Start Text block
That is pure terrorism… to turn children against their mother… to hold their souls captive. 

The church openly supports the abusers, while blaming the victims. My pastor said to me, "Can't you just have more grace?"

When a victim is isolated and subjected to unrelenting terrorist tactics she becomes prey to the next cannibal who wants to lick the bones left over from the first cannibal. I'm afraid that's all my second husband had when we married… my bones. I was so dead in my spirit, crying nearly all the time. 

As I look back on the past 30-years, there has been no rest.

I am working but it's not enough to live on, just barely enough to cover the bills, but usually not quite enough… like, it's enough as long as you don't really eat, that kind of "enough". And I try not to drive anywhere… that kind of "enough". Poverty. 

I feel like "road kill" here. My first month in this town a very nice man, a motel owner and pastor – a missionary – befriended me. He said God told him to provide a "safe refuge" for me. He literally chased me down everywhere I went, but in a "fatherly" way.

This pastor, also a missionary as well as business owner, explained the reason he chased me down was because he knew I was terribly abused and was being hunted by bad people and he called himself a "bounty hunter for the Lord". An older man, I began to trust him, for he talked always about the love of God. He was always reading godly books and telling me about what he was learning. He preached every Sunday morning and it was always about love.

I truly thought God had brought me to a safe place! But then he fell in love with me, or so he said, at the very end.
End Text block
Start Dataset extract
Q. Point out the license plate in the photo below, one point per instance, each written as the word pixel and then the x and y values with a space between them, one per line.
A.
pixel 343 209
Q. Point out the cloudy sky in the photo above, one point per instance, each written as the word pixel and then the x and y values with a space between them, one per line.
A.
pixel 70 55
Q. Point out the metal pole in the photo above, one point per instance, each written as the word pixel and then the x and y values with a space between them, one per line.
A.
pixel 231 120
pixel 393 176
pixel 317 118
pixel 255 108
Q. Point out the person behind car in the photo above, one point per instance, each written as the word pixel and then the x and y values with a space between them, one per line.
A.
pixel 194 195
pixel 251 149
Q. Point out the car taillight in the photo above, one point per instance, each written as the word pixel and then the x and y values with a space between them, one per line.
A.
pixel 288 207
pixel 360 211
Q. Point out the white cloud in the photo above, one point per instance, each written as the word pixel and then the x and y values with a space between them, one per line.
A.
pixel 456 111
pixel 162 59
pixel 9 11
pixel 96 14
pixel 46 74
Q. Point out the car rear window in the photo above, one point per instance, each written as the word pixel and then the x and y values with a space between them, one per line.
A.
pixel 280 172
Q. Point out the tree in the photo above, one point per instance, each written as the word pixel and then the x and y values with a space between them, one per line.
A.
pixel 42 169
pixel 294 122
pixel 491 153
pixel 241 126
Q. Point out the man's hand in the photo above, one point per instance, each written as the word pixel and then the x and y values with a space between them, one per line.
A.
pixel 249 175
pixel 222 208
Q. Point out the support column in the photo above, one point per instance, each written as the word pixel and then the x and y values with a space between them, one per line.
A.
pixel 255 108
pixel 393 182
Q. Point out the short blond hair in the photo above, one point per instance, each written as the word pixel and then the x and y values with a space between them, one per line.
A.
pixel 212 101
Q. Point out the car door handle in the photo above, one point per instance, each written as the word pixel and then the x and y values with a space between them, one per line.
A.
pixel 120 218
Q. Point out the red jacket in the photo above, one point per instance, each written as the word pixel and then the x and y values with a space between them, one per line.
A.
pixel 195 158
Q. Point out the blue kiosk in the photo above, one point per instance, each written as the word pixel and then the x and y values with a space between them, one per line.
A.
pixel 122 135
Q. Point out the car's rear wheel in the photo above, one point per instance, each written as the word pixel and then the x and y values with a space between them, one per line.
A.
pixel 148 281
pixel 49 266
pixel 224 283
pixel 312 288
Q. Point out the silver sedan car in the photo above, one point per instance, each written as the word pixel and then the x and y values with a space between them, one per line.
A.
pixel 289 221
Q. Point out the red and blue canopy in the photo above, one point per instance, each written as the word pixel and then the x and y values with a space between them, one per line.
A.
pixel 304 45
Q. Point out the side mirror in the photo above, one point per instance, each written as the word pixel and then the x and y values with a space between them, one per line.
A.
End Dataset extract
* Request *
Pick up the personal account of abuse, church and poverty right after its last sentence, about the pastor falling in love, and continue it.

* Response to this task *
I told him I could not be or do what he wanted. I felt like a bird trapped in a cage. By then he had given me a job and an apartment. His wife had me terminated and evicted. Everyone at the motel and nearby RV park knew what had happened and they knew I was innocent. They saw it all. So one of them arranged for temporary housing, along a river, in the yard of a woman who was good friends with the motel owner.

Once again, I thought God had brought me to a safe place! But the motel owner became angry at me. He perceived it as a personal rejection.

It was so upside down and totally confusing to me. I couldn't even think straight at that time.

Another homeless woman had just found an old run-down trailer to live in along the edge of a hayfield. She invited me to join her, so I went to live in the hayfield. I purchased a 1976 15-foot camper… and for the first time had a "safe place". I rarely go anywhere except to the pools and work. 

There are other women out here who feel isolated…. they don't talk to anyone. They live like me, just trying not to be eaten by the wolves.

That's what this town is like, a place of great fear. One of these women, a well educated lady, is friends with a local neurologist, who told her that 50% of the people in this town are bi-polar. Census data confirms that the majority of the people living here depend on social security as their primary income.

It's extraordinarily beautiful here…. canyons, mountains, trees, sunshine 300-days of the year, hot mineral springs…. but the town is full of predators.

One of my first days working, I was being trained by a woman who told me that my coming to the hotel was her answer to prayer. She began to share her life story with me. And last night, another co-worker also began sharing her life story with me… 

People are suffering so much here. It's just love, they need. They need to be seen, to be heard. 

Listening is an act of anti-terrorism, and loving these wounded ones is what the real Jesus would do.

From the depths of my heart I want to shed these layers of pain and grief and help set some captives free right here in this predator-filled town. I want to let my Light shine again… I want to confront, head-on, these predators! Just my heart talking…. just the anger coming out. I'm a lioness arising.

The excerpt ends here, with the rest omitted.